---------- Textabschnitt
Côte d'Azur Cagnes-sur-Mer: Das Mekka für Künstler in Frankreich

Cagnes-sur-Mer (dpa) - Die Wandmalerei in der Bar mit den riesigen Elefanten stammt aus den 20er-Jahren, die herrliche Freske im Restaurant von Emile Auguste Wéry, einem Zeitgenossen und Freund von Henri Matisse.

Foto: dpa

Im „Château Le Cagnard“ wohnten auch Simone de Beauvoir und Jean-Paul Sartre.

Das Vier-Sterne-Hotel liegt in der Rue Sous Barri, einem schmalen Fußweg nahe dem Schloss Grimaldi, dem höchsten Punkt in Le Haut-de-Cagnes. Enge, kopfsteingepflasterte Gassen durchziehen das Altstadtviertel von Cagnes-sur-Mer, dessen Charme bis in die 1960er Jahre zahlreiche Künstler und Prominente anzog. Die im Jahr 1620 zu einem Palast umgebaute Burg wurde um 1300 zu Verteidigungszwecken von dem französischen Admiral Rainier Grimaldi, einem Vorfahren der Fürstenfamilie von Monaco, in Auftrag gegeben. Sie steht zentral in der Oberstadt, die zusammen mit dem Stadtteil Le Gros-de-Cagnes und weiteren Vorortbezirken Gagnes-sur-Mer bildet.

Das Hotel, ein ehemaliges Schloss aus dem 13. Jahrhundert, wechselte 2011 den Besitzer und wurde renoviert. In welchem der heute 28 Zimmer mit Mittelmeer-Blick Beauvoir und Sartre gewohnt haben, weiß in der Luxus-Herberge deshalb niemand mehr. In dem 1966 auf Deutsch erschienenen Memoirenband „Der Lauf der Dinge“ schreibt Beauvoir jedoch: „Wir hatten angenehme Zimmer im obersten Stock. Mein Zimmer grenzte an eine Terrasse, auf die wir uns hinsetzten, um zu plaudern. [...], und in der Ferne war das Meer zu sehen.“

Das Paar hatte während seiner ungewöhnlichen Zweierbeziehung nie unter einem Dach gelebt. Denn beide lehnten Monogamie ab und gewährten einander gegenseitige Freiheit und parallele Liebesbeziehungen. Diesen „Liebespakt“ hatten sie schon mit Anfang Zwanzig geschlossen. Er hielt 50 Jahre, bis zum Tod Sartres im April 1980.
--------------------
---------- Verzeichnis der Datensätze
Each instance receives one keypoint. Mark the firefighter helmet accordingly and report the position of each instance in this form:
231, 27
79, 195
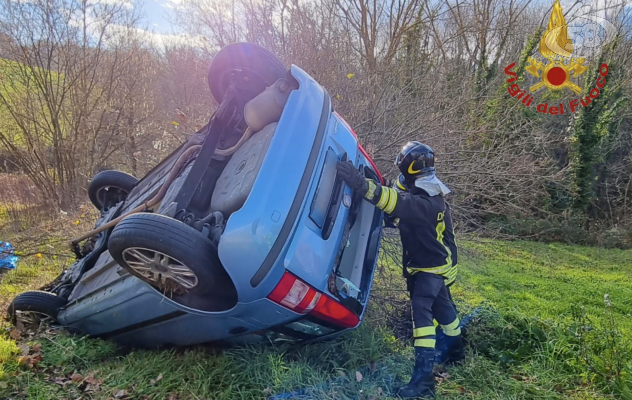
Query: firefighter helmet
416, 159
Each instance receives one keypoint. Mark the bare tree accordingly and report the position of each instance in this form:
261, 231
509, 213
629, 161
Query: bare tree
59, 83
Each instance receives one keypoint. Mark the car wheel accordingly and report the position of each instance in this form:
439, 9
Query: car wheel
29, 309
251, 65
110, 187
167, 254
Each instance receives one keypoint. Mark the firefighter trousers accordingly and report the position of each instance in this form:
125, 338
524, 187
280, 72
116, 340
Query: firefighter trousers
431, 299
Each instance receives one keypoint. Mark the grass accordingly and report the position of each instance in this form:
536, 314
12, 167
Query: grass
531, 340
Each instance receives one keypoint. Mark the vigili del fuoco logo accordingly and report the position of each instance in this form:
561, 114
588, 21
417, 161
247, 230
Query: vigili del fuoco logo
556, 74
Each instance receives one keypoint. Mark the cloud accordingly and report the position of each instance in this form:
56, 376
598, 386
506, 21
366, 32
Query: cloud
172, 4
124, 3
156, 40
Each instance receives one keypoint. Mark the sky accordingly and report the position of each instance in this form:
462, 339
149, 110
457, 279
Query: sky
157, 15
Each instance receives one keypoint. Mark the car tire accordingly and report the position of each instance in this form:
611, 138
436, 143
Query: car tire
44, 303
248, 58
114, 184
167, 254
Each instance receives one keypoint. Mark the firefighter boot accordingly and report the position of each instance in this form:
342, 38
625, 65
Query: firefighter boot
451, 350
422, 384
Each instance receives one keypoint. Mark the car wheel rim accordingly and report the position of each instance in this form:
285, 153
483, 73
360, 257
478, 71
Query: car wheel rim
160, 268
30, 320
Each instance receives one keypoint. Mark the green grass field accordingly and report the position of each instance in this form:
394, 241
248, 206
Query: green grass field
544, 331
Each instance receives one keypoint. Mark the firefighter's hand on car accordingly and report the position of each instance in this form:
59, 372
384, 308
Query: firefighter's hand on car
350, 174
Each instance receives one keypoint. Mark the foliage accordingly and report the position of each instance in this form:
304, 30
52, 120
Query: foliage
527, 341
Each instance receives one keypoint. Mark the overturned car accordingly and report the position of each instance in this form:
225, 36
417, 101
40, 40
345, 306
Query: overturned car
244, 233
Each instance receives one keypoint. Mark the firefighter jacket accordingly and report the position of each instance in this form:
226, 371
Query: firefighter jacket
425, 227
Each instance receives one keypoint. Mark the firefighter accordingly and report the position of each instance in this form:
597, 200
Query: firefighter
427, 258
400, 186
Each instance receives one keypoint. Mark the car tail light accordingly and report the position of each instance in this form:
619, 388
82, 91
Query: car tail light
299, 297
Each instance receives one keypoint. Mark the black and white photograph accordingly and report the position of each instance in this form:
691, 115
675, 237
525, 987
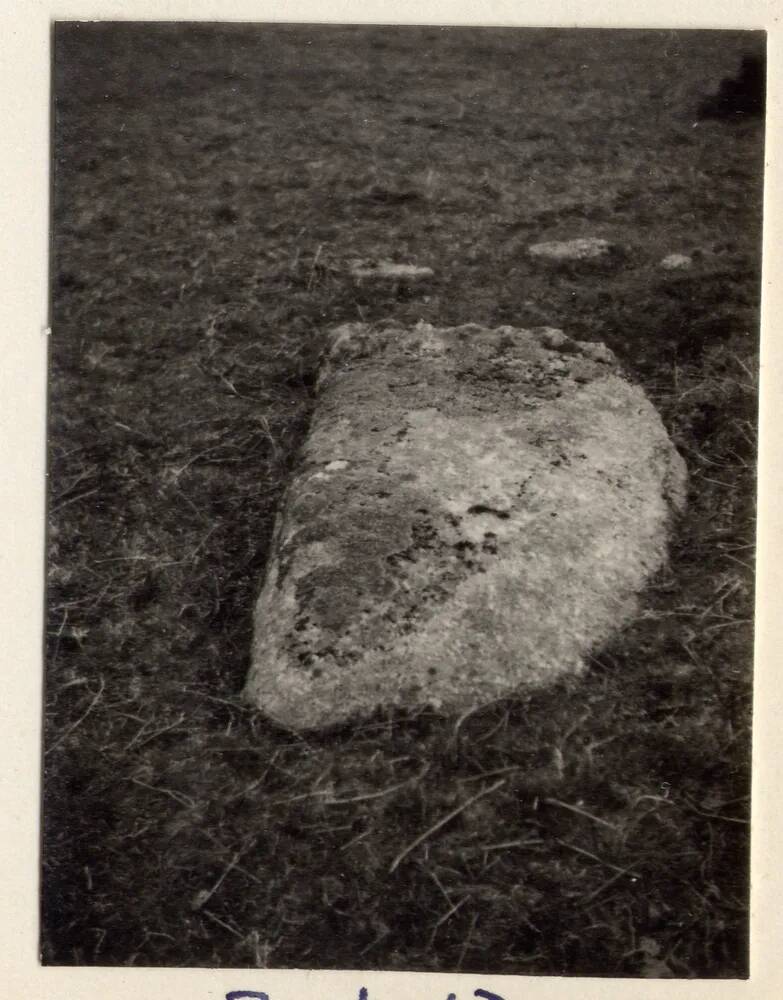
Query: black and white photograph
401, 445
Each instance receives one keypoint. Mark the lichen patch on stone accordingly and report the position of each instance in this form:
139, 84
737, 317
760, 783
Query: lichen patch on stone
499, 501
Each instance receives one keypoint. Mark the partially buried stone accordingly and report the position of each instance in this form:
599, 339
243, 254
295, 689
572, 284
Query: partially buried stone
676, 262
587, 248
473, 512
386, 270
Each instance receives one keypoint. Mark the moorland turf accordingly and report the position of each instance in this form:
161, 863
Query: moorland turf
211, 183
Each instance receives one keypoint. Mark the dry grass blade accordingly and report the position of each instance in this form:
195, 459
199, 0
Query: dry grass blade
601, 861
442, 822
580, 812
71, 729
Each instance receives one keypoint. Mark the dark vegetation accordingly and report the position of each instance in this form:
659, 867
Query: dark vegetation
211, 183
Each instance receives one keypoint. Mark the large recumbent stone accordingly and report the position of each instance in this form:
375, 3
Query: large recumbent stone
473, 511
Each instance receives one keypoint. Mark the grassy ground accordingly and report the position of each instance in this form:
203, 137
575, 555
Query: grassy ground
210, 184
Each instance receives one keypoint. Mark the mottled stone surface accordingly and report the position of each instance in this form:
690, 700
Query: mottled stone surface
472, 512
676, 262
587, 248
386, 270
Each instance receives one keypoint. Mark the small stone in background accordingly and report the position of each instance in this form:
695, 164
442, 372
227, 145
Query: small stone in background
676, 262
386, 270
587, 248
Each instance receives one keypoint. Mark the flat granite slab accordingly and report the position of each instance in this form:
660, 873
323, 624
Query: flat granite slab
473, 511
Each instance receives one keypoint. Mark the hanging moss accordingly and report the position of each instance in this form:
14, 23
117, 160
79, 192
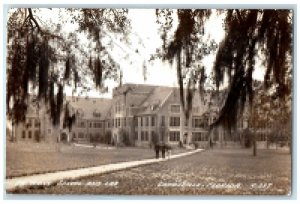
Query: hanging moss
44, 64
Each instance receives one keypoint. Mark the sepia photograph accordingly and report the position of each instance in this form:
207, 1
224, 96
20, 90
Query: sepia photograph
149, 101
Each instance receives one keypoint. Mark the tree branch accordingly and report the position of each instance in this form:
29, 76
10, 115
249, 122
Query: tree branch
33, 19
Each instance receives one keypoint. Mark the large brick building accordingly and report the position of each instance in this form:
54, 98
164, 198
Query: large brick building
136, 115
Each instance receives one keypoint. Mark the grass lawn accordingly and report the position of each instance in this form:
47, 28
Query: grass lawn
31, 158
213, 172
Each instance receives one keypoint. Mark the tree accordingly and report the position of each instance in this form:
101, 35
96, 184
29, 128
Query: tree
41, 56
249, 34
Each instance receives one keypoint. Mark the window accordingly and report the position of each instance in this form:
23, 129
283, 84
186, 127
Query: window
36, 123
198, 136
152, 121
199, 122
195, 109
147, 121
174, 121
175, 108
97, 115
80, 135
29, 124
174, 136
37, 135
162, 120
144, 136
135, 122
97, 125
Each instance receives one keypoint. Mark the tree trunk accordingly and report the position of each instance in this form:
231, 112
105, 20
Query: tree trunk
254, 146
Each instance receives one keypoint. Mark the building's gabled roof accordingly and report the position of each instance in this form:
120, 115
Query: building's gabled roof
154, 101
90, 106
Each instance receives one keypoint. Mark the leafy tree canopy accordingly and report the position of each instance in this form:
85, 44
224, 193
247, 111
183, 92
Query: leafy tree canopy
249, 35
43, 56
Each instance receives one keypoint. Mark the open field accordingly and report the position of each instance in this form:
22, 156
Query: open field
213, 172
26, 159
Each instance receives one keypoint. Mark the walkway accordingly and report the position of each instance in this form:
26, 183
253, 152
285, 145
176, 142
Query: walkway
52, 178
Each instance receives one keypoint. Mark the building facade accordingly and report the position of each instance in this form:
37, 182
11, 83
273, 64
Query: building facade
139, 115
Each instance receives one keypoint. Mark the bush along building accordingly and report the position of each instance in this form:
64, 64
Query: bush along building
137, 115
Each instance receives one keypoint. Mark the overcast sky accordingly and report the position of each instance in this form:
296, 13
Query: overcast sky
146, 39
--------------------
Aufgabenliste:
A - Schreiben Sie aus dem Text über Cagnes-sur-Mer den Abschnitt wortgetreu ab, der bei „Côte d'Azur Cagnes-sur-Mer: Das“ beginnt und bei „und Jean-Paul Sartre.“ endet.
B - Geben Sie diese Zeilen der Datensätze unverändert wieder, beginnend mit der Zeile, die „Each instance receives one keypoint. Mark the leafy“ enthält, und endend mit der letzten Zeile der Datensätze. Beide Grenzzeilen gehören dazu.

Ausgearbeitete Lösungen:
A -
Côte d'Azur Cagnes-sur-Mer: Das Mekka für Künstler in Frankreich

Cagnes-sur-Mer (dpa) - Die Wandmalerei in der Bar mit den riesigen Elefanten stammt aus den 20er-Jahren, die herrliche Freske im Restaurant von Emile Auguste Wéry, einem Zeitgenossen und Freund von Henri Matisse.

Foto: dpa

Im „Château Le Cagnard“ wohnten auch Simone de Beauvoir und Jean-Paul Sartre.

B -
Each instance receives one keypoint. Mark the leafy tree canopy accordingly and report the position of each instance in this form:
85, 44
224, 193
247, 111
183, 92
Query: leafy tree canopy
249, 35
43, 56
Each instance receives one keypoint. Mark the open field accordingly and report the position of each instance in this form:
22, 156
Query: open field
213, 172
26, 159
Each instance receives one keypoint. Mark the walkway accordingly and report the position of each instance in this form:
26, 183
253, 152
285, 145
176, 142
Query: walkway
52, 178
Each instance receives one keypoint. Mark the building facade accordingly and report the position of each instance in this form:
37, 182
11, 83
273, 64
Query: building facade
139, 115
Each instance receives one keypoint. Mark the bush along building accordingly and report the position of each instance in this form:
64, 64
Query: bush along building
137, 115
Each instance receives one keypoint. Mark the overcast sky accordingly and report the position of each instance in this form:
296, 13
Query: overcast sky
146, 39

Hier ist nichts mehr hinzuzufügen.